GIVEN PASSAGE |
========================================================================

8 Completion of Measures
Let \(\mu\) be a measure on a \(\sigma\)-algebra \(\mathcal S\) of subsets of \(X\), so that \((X, \mathcal S, \mu)\) is a measure space. If \(\mathcal S\) is not \(2^X\), it can be useful to extend \(\mu\) to a larger \(\sigma\)-algebra, especially if there are sets whose measure is somehow determined by the measures of sets already in \(\mathcal S\).
We will make such an extension \(\mu\) using the outer measure \(\mu^*\). Starting with an arbitrary set \(E\), we wish to find a set \(C \in \mathcal S\) with \(E \subset C\) and \(\mu(C)\) as small as possible.
Theorem 8.1 For any measurable space \((X, \mathcal S, \mu)\) and any \(E \subset X\), there is a \(C \in S\) with \(E \subset C\) such that \(\mu^*(E) = \mu(C)\)

========================================================================

[Dataset rows on where objects appear]
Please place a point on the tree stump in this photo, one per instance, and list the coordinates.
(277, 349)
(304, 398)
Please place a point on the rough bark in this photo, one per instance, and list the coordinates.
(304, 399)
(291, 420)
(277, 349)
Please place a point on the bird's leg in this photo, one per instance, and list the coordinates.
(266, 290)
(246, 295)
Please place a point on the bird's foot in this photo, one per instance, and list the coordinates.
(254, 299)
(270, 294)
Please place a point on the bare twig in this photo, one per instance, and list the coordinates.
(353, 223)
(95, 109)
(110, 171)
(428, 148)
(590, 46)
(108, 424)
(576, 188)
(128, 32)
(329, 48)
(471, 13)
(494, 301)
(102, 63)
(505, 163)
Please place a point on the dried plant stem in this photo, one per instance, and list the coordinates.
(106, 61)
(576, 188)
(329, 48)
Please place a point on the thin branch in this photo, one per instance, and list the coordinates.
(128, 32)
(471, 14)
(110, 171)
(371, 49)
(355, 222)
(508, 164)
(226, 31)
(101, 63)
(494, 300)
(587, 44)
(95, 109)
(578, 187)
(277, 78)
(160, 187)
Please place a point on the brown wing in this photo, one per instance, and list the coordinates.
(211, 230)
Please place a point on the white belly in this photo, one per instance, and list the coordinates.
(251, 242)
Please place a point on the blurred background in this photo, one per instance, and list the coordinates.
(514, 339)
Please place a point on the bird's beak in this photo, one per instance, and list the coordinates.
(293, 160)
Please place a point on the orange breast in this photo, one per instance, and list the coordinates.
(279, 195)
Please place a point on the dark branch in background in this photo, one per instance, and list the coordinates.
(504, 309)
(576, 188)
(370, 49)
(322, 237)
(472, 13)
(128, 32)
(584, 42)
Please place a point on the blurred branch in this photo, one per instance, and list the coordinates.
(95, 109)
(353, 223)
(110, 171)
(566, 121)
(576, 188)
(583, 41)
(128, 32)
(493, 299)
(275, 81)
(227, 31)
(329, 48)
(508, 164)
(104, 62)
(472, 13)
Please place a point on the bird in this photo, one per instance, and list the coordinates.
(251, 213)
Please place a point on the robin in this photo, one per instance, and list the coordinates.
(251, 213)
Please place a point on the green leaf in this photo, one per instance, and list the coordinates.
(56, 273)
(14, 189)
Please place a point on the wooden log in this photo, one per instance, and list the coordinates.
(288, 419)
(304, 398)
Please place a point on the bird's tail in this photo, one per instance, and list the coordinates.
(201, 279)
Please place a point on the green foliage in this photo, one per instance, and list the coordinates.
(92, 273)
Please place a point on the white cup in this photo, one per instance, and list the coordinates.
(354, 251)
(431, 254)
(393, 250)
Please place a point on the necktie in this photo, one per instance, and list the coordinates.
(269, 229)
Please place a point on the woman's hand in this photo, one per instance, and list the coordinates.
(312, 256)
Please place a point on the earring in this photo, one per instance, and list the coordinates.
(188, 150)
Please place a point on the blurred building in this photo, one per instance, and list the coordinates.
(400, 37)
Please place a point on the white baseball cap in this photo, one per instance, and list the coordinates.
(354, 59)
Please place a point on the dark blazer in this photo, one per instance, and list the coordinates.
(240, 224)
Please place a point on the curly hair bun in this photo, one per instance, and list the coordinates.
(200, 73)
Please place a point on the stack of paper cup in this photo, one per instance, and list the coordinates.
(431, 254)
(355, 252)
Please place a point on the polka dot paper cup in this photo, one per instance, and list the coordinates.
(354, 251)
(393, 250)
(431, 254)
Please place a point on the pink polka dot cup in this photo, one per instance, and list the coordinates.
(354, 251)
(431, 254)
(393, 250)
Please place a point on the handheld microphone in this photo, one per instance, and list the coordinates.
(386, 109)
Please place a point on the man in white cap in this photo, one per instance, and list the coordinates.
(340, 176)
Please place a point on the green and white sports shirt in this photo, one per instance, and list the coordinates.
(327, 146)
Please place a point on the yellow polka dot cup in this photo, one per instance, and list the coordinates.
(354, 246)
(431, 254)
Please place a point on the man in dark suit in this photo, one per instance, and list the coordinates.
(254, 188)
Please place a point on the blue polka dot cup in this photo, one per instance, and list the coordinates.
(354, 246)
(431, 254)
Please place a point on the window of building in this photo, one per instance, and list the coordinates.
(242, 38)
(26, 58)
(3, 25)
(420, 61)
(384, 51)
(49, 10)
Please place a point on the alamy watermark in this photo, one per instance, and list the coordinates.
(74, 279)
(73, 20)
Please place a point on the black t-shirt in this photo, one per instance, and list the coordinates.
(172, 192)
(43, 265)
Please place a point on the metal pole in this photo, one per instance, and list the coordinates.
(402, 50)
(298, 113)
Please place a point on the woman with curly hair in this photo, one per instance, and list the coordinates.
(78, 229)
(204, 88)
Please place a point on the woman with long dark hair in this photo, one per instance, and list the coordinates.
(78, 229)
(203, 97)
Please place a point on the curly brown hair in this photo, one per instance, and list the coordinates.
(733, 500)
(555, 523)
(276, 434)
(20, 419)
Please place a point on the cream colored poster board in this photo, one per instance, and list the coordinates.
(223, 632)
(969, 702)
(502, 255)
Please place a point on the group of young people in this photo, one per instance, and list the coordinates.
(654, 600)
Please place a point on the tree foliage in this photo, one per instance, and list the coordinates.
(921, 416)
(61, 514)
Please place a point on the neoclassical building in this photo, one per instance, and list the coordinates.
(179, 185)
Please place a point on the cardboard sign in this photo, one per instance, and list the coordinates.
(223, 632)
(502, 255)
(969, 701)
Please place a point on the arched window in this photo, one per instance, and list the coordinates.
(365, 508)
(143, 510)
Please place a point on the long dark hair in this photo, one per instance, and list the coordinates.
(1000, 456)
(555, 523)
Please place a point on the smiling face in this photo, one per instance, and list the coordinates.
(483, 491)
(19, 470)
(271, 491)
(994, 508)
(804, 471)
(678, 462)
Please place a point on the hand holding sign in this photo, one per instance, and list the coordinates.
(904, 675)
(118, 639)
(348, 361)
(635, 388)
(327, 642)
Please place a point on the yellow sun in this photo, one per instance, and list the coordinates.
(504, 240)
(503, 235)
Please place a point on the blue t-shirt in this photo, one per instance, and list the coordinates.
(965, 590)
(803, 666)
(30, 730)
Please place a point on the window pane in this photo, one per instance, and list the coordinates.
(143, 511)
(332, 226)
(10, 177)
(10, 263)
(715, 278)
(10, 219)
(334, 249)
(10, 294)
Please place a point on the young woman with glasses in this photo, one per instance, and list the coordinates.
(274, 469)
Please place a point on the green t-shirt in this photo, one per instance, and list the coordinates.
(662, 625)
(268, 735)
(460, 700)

========================================================================

PROBLEMS AND TASKS |
(a) Answer these from the text on completion of measures:
(i) What does the text say will be used to make the extension of \(\mu\)?
(ii) Under what condition does the text say it can be useful to extend \(\mu\) to a larger \(\sigma\)-algebra?
(iii) In Theorem 8.1, what is \(\mu^*(E)\) equal to?
(b) Write the next part of the text on completion of measures, starting right after the statement of Theorem 8.1.
The listing plays no part in the work here.

THE REPLIES |
(a)
(i) The outer measure \(\mu^*\).
(ii) When \(\mathcal S\) is not \(2^X\), especially if there are sets whose measure is somehow determined by the measures of sets already in \(\mathcal S\).
(iii) \(\mu(C)\), for a set \(C\) in the \(\sigma\)-algebra with \(E \subset C\).

(b)
If \(E \subset \bigcup_{n\ge 1}A_n\) and \(A_n \in \mathcal S\), let \(A := \bigcup_{n\ge 1}A_n\).
Then \(E \subset A\), \(A \in \mathcal S\), and as in the proof of Lemma 6.2, \(\mu(A) \le \sum_{n\ge 1}\mu(A_n)\). So \(\mu^*(E) = \inf\{\mu(A): E\subset A, A \in \mathcal S\}\).
For each \(m = 1,2,...,\) choose \(C_m \in \mathcal S\) with \(E \subset C_m\) and \(\mu(C_m) \le \mu^*(E) + 1/m\). Let \(C := \bigcap_m C_m\).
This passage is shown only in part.